• _WORK INSTRUCTION_: From the data below, return the exact lines starting at the line containing "Target: overcast sky" and ending at the line containing "Target: dense forest", both included, and nothing else.
INFORMATION START
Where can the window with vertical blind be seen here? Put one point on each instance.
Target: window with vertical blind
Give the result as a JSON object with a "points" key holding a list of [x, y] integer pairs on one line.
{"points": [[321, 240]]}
INFORMATION END
INFORMATION START
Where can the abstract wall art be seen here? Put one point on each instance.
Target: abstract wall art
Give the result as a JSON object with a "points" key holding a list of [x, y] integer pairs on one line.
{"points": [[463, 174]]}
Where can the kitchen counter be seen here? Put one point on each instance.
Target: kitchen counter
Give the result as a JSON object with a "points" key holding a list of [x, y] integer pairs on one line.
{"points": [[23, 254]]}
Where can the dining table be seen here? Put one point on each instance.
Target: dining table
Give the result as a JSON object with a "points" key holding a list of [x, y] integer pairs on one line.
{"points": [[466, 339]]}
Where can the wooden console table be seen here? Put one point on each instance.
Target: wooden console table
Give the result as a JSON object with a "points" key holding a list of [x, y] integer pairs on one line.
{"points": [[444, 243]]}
INFORMATION END
INFORMATION START
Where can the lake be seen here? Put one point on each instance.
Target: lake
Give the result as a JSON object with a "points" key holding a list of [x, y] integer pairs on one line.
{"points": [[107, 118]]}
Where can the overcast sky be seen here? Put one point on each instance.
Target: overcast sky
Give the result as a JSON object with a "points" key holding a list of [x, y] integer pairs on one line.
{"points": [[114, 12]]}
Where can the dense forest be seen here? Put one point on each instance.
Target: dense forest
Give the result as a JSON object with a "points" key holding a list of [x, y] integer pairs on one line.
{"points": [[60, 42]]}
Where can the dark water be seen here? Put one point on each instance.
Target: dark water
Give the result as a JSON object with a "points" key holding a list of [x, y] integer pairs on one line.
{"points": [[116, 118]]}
INFORMATION END
• _RESPONSE FOR THIS EXERCISE_:
Target: overcast sky
Give the result as a JSON object with a "points" key holding a list of [x, y] integer pairs on one line.
{"points": [[114, 12]]}
Where can the dense forest be seen here? Put one point on each instance.
Target: dense forest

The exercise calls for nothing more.